Part of a data file
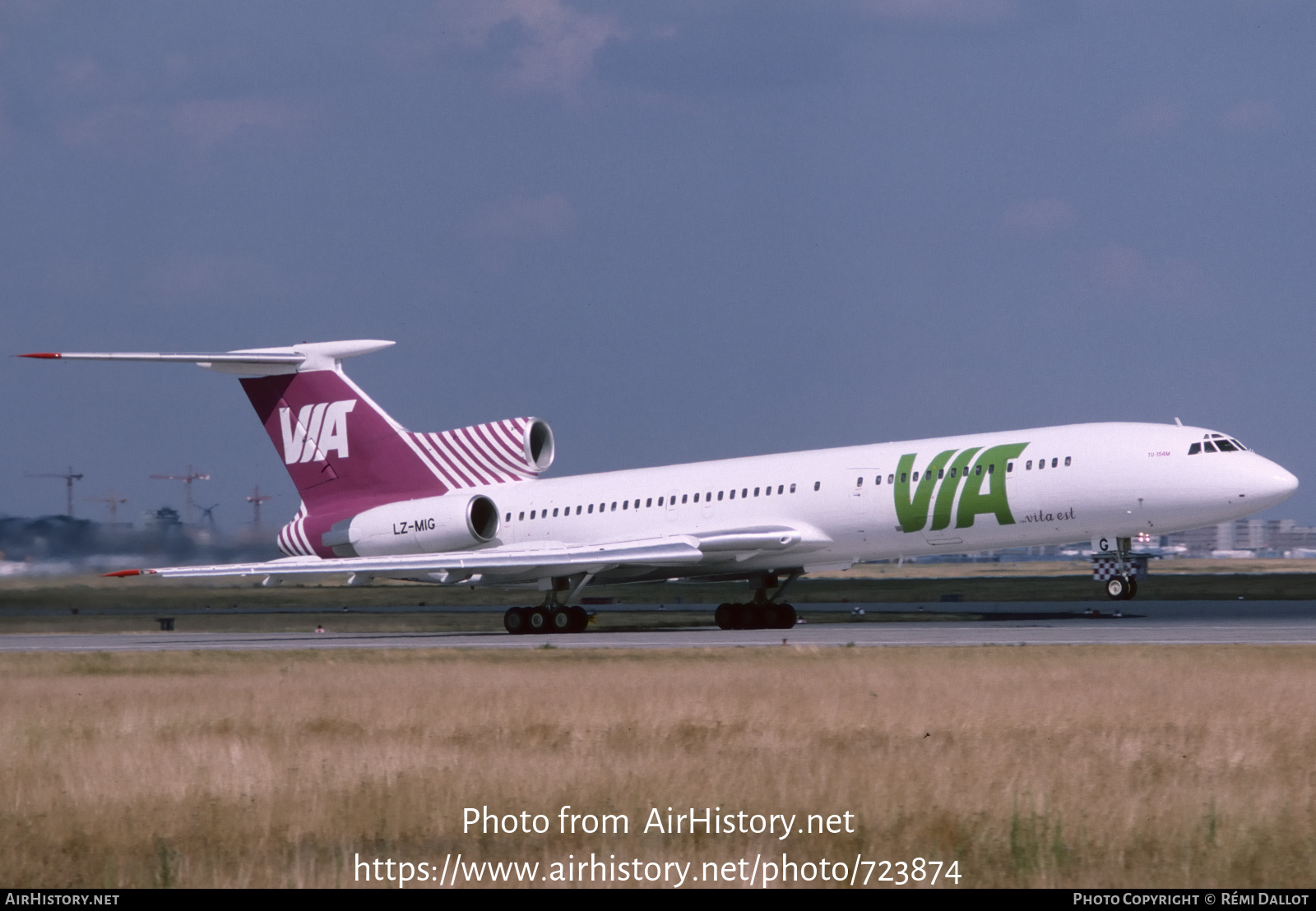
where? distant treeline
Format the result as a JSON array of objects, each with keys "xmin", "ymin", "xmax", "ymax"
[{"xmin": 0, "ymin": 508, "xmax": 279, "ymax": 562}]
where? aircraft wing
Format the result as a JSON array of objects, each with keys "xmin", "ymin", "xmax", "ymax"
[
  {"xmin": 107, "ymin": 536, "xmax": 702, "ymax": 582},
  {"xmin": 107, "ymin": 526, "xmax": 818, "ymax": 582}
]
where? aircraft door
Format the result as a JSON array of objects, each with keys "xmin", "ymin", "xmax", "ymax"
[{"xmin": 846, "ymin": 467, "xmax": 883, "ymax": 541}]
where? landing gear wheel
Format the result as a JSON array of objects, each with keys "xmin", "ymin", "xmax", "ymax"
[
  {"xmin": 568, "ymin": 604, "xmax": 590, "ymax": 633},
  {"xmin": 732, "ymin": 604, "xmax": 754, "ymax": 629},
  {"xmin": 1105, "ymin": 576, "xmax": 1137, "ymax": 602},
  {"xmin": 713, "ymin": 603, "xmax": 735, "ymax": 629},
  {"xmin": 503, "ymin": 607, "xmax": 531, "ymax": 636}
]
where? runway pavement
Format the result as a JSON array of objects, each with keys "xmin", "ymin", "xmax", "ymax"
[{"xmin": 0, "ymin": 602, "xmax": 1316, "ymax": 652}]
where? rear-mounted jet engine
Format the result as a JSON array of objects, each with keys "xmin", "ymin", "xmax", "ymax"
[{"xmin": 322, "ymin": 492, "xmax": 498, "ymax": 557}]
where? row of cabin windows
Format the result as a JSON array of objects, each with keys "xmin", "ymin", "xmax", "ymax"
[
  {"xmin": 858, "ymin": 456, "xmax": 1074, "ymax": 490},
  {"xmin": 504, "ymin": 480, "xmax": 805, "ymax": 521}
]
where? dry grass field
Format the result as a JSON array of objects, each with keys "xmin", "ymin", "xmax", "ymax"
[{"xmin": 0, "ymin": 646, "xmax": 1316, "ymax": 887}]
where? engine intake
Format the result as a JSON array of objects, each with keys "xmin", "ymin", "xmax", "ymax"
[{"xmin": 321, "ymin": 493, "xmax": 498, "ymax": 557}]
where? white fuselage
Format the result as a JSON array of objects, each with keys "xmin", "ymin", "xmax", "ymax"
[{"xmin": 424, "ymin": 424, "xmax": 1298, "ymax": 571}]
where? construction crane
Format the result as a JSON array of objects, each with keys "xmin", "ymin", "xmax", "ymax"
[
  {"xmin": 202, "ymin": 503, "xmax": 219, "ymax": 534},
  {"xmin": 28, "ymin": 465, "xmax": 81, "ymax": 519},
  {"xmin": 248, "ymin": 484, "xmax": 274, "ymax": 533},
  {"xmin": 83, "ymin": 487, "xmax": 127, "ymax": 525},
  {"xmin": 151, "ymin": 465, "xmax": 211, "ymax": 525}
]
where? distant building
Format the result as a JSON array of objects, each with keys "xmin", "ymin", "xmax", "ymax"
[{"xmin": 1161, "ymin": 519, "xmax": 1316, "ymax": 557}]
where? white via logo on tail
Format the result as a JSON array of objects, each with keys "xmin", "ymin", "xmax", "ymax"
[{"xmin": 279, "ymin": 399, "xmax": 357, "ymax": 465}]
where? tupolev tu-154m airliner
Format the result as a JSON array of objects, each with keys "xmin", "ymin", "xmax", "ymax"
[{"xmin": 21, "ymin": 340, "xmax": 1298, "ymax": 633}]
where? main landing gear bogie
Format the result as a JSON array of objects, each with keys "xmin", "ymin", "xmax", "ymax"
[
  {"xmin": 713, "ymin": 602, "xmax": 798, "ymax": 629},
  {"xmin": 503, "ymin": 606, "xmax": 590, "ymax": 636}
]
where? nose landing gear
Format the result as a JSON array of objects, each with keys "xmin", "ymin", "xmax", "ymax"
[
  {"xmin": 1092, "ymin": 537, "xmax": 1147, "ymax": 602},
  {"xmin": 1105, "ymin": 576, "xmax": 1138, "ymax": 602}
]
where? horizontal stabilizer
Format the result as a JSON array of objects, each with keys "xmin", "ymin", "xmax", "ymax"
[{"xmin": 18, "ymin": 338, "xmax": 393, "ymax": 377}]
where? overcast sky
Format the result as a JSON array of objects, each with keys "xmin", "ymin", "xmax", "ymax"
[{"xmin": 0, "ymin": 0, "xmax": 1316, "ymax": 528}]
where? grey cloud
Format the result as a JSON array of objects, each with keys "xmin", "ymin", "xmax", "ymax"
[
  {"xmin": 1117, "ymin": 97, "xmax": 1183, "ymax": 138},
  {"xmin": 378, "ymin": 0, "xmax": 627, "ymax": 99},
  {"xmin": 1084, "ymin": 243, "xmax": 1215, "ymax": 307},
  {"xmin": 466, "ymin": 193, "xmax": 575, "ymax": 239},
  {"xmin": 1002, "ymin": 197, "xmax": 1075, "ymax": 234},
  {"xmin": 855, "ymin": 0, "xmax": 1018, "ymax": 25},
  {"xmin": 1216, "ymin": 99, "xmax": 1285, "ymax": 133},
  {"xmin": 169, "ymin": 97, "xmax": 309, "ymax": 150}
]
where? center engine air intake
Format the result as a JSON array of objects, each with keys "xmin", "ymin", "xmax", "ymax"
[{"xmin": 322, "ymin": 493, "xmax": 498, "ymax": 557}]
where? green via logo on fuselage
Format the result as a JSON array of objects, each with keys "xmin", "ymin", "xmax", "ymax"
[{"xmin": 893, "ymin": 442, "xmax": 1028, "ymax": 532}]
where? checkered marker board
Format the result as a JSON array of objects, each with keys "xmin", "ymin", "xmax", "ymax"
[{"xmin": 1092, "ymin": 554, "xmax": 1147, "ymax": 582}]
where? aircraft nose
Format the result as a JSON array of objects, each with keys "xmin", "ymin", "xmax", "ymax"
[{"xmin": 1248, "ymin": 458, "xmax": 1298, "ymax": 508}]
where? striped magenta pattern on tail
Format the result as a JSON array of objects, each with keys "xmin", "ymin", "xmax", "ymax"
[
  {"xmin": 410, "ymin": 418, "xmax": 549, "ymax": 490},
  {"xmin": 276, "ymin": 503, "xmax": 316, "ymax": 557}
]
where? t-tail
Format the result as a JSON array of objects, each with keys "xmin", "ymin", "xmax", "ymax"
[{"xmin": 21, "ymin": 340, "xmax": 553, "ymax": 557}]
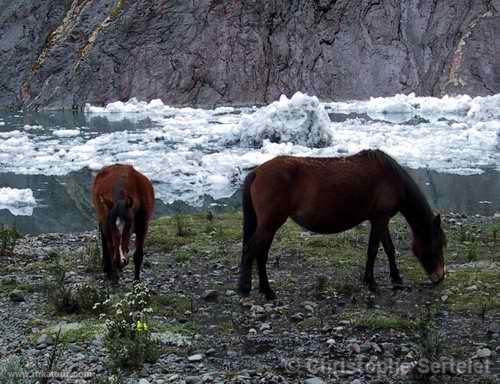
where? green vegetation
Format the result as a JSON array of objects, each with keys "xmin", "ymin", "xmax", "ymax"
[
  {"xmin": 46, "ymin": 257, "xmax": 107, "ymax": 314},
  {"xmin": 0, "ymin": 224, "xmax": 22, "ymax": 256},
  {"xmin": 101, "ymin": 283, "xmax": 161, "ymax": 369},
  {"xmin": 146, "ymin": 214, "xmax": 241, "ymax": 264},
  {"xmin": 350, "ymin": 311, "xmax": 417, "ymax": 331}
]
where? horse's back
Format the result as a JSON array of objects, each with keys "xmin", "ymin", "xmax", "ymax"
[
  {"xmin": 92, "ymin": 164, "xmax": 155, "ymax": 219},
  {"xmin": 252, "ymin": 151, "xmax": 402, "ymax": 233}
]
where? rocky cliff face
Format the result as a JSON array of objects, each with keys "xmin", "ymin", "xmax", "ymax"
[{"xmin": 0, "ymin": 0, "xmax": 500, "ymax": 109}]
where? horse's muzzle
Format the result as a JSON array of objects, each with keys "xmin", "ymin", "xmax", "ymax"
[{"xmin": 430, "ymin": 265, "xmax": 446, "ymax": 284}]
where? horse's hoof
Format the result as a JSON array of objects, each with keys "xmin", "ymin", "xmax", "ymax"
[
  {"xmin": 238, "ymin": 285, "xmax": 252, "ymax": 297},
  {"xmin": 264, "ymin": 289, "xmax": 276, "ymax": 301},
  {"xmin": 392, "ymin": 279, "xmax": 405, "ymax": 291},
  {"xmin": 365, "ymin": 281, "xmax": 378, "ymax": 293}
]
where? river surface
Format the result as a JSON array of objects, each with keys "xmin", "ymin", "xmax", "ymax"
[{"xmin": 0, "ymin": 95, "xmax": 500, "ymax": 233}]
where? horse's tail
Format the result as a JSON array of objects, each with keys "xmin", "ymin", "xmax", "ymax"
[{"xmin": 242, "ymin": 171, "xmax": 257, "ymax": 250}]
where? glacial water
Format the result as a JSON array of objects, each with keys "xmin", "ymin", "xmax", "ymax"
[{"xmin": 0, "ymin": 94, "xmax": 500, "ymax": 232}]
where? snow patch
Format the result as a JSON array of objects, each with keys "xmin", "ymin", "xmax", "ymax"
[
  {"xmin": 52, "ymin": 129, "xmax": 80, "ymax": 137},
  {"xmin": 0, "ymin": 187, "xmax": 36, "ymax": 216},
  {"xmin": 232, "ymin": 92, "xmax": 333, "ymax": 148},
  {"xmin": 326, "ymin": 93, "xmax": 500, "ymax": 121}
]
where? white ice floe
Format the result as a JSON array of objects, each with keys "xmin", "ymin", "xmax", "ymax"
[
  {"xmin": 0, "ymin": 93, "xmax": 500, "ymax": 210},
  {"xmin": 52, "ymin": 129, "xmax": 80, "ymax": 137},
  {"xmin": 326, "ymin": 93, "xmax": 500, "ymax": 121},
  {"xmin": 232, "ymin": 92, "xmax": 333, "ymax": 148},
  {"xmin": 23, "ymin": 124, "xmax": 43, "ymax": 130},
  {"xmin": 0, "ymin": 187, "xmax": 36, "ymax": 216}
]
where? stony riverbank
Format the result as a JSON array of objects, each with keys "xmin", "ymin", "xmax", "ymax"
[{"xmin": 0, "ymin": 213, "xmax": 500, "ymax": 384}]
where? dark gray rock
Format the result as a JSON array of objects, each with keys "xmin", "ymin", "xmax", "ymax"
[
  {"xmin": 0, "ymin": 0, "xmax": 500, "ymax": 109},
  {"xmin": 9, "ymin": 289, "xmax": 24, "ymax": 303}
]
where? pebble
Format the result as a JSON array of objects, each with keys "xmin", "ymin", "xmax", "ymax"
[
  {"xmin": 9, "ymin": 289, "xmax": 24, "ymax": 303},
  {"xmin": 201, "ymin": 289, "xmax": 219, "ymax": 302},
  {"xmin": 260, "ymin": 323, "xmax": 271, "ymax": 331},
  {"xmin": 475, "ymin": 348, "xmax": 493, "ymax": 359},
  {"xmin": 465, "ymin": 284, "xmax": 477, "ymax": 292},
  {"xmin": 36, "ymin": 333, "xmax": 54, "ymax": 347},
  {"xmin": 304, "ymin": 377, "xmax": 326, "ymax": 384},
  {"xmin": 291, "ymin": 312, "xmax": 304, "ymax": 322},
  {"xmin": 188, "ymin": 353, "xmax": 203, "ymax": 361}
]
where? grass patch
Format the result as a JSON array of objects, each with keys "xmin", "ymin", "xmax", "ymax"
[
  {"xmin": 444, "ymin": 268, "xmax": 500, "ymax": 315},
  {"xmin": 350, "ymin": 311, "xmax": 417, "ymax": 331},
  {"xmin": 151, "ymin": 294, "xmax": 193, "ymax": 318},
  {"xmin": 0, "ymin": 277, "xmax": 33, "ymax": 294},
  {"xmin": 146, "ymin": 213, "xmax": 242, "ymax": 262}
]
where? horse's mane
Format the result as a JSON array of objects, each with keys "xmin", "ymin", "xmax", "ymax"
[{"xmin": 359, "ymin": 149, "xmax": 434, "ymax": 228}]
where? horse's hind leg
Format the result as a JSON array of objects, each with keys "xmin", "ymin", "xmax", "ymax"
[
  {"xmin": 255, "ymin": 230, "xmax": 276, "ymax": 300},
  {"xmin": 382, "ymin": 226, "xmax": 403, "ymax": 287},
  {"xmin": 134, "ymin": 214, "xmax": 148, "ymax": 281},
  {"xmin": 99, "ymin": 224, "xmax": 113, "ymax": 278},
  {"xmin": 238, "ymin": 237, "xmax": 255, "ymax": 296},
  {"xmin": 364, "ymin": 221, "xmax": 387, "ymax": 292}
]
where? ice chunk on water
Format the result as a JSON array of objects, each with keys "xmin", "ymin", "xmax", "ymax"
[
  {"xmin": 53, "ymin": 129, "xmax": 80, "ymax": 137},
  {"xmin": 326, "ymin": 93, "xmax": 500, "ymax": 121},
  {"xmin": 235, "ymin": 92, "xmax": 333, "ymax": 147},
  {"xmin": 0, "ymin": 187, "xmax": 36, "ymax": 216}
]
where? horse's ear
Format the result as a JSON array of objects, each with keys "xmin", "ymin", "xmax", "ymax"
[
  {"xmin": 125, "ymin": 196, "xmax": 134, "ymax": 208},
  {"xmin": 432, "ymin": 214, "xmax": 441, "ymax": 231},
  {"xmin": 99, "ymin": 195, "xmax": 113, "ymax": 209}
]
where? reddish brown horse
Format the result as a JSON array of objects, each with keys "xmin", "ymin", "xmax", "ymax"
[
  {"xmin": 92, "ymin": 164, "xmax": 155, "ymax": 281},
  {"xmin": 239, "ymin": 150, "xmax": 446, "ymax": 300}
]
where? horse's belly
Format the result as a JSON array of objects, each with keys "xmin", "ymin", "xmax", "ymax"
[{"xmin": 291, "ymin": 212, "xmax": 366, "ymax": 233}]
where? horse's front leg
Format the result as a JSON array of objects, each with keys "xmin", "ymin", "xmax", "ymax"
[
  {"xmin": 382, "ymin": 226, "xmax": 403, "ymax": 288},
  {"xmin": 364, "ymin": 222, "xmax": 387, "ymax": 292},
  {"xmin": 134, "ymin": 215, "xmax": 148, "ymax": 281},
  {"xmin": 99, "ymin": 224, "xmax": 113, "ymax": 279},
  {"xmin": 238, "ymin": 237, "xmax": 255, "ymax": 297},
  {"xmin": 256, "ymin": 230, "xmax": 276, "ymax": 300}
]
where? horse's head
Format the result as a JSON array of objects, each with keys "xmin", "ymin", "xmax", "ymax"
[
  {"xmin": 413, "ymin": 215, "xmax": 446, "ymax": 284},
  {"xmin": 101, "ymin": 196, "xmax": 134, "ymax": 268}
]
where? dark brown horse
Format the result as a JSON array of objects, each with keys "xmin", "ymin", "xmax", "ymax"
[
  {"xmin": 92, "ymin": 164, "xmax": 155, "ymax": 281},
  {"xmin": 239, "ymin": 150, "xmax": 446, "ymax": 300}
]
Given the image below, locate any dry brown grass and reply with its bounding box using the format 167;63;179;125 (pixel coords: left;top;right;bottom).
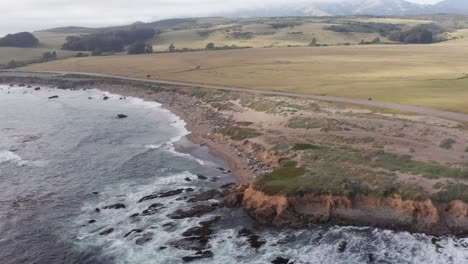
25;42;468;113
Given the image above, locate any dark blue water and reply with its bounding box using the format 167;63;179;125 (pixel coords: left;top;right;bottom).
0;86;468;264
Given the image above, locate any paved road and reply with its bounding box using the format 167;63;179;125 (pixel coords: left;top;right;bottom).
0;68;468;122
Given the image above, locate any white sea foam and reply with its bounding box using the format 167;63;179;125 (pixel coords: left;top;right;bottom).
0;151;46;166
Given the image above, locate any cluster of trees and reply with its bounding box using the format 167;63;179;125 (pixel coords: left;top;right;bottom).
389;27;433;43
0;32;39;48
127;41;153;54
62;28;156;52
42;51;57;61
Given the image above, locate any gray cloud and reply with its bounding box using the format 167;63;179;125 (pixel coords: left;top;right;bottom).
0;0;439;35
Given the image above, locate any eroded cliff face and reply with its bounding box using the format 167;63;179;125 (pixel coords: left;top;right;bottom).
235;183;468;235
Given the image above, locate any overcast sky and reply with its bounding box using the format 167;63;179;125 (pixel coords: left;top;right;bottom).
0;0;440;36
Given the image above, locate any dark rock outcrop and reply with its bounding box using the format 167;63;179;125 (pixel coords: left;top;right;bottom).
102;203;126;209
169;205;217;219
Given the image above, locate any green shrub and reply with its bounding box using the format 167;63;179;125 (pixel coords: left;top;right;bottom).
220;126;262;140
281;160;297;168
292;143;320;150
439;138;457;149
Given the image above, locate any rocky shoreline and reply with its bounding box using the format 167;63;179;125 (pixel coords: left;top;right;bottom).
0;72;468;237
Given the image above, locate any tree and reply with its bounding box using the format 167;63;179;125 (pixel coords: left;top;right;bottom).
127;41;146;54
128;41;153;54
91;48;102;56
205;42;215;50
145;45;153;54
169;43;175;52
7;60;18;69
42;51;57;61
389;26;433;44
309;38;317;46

Task to complete =>
Please list every line of the records that contains the word "fuselage".

Reply =>
where? white fuselage
where? green via logo on fuselage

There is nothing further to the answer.